***** Source data
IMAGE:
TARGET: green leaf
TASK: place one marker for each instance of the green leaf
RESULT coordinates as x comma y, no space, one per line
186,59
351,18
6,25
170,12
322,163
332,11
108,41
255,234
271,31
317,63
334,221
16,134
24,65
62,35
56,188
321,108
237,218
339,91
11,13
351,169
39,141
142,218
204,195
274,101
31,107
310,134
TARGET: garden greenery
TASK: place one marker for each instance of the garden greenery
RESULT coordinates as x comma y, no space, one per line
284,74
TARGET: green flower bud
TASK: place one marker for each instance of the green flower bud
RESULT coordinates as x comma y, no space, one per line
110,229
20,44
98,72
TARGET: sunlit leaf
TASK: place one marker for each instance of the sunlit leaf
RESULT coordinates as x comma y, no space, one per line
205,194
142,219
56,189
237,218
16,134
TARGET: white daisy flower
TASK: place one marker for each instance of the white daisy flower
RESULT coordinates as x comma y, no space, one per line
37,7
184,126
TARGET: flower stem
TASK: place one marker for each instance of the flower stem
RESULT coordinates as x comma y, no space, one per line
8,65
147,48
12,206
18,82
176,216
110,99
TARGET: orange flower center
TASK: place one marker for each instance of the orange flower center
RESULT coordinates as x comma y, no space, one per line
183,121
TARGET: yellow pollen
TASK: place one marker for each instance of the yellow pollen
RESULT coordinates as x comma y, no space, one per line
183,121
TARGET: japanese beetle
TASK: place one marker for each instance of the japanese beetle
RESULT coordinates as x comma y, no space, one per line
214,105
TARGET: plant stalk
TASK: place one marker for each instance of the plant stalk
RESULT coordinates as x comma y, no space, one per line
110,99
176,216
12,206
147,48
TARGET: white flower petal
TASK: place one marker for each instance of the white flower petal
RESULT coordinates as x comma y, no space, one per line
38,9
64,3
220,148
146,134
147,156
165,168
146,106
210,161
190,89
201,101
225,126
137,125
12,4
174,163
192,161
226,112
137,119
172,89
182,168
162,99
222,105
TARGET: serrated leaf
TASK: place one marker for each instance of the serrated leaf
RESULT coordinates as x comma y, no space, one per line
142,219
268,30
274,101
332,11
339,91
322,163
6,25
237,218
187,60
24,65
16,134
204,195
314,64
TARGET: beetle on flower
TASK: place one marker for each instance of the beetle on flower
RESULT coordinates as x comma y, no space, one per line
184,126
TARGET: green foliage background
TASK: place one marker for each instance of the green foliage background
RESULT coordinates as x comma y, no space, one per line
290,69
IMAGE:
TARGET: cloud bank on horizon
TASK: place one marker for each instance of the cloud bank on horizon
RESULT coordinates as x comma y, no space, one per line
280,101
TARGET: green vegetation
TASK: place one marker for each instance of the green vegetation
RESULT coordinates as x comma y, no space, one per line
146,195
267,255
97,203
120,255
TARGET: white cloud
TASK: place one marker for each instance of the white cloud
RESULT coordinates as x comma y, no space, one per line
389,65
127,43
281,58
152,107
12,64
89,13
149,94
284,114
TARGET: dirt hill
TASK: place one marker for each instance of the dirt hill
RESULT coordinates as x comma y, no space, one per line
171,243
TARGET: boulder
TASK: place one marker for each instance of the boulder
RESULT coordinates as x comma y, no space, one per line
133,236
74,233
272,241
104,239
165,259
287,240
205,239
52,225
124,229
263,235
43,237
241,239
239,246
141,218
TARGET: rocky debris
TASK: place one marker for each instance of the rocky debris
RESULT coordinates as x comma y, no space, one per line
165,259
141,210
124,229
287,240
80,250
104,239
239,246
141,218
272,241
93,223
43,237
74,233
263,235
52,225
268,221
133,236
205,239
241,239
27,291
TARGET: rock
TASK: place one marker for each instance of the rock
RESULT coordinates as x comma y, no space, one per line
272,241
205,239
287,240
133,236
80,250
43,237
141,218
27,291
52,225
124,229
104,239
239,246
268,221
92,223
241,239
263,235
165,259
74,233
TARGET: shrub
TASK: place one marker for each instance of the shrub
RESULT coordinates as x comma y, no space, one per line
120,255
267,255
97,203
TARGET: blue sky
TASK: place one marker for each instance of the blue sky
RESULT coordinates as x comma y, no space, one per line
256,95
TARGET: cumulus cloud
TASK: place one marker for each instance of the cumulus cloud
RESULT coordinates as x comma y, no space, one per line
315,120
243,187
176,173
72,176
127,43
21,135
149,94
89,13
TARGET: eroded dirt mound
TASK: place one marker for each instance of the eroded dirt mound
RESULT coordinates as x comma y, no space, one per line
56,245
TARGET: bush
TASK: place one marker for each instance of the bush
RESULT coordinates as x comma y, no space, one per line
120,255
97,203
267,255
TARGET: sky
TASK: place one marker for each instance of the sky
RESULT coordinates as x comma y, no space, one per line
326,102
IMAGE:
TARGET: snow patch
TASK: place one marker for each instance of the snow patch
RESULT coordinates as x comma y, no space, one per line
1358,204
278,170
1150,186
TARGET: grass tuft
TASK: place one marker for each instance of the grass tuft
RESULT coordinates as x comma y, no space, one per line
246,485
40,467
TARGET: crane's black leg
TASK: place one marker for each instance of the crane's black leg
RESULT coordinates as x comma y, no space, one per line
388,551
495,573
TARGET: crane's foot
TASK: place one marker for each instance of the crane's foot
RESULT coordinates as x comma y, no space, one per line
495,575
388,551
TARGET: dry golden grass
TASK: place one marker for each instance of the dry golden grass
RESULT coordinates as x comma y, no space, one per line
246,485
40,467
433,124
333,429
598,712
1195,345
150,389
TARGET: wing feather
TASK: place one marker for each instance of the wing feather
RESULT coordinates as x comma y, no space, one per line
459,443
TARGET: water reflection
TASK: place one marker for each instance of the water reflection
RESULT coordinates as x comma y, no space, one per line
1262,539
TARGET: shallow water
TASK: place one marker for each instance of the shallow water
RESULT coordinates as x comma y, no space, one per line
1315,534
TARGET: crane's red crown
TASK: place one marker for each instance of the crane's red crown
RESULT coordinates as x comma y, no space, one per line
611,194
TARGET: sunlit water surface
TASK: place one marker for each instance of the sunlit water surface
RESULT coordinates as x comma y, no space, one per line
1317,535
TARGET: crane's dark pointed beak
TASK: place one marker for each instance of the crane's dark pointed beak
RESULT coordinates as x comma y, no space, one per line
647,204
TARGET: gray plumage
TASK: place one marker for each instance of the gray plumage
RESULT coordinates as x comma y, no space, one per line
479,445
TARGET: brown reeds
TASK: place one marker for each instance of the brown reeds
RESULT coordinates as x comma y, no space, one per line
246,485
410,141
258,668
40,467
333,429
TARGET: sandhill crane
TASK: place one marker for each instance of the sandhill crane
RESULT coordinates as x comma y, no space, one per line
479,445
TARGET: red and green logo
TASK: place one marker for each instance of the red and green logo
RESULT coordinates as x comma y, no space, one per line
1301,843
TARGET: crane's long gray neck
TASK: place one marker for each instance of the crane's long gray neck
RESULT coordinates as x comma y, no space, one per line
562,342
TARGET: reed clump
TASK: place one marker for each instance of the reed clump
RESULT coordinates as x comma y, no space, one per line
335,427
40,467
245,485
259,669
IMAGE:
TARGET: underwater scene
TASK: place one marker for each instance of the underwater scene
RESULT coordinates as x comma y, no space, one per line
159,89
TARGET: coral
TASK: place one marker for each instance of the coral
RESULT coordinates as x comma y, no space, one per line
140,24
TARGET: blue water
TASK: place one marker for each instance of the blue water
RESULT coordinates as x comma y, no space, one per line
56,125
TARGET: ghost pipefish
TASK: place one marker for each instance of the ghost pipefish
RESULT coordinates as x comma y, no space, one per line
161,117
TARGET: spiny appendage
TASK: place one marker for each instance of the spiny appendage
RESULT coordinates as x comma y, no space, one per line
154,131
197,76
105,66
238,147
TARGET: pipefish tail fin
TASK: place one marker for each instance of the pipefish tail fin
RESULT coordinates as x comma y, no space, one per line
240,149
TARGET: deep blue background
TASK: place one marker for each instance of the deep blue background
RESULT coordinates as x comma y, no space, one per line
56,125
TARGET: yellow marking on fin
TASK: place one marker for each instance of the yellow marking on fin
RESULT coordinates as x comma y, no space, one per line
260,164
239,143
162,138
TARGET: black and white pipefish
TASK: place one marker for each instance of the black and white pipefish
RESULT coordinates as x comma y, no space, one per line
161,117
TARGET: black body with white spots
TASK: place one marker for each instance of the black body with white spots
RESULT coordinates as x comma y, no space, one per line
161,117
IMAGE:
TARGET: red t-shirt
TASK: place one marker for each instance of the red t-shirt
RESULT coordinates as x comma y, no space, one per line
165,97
**********
**To do**. Convert the data, from the line containing "TARGET: black body with white spots" up to and including the final line of the data, into a Markdown table with the columns No. and Entry. Number each line in order and leave out any blank lines.

**Finished task**.
| No. | Entry |
|---|---|
| 1 | TARGET: black body with white spots |
| 2 | TASK: place one marker for each instance of the black body with white spots |
| 3 | RESULT coordinates as x comma y, no space, one per line |
| 4 | 161,117 |
| 5 | IMAGE: |
| 6 | TARGET: red t-shirt |
| 7 | TASK: place one marker for each instance of the red t-shirt |
| 8 | RESULT coordinates as x comma y, no space, one per line |
| 9 | 165,97 |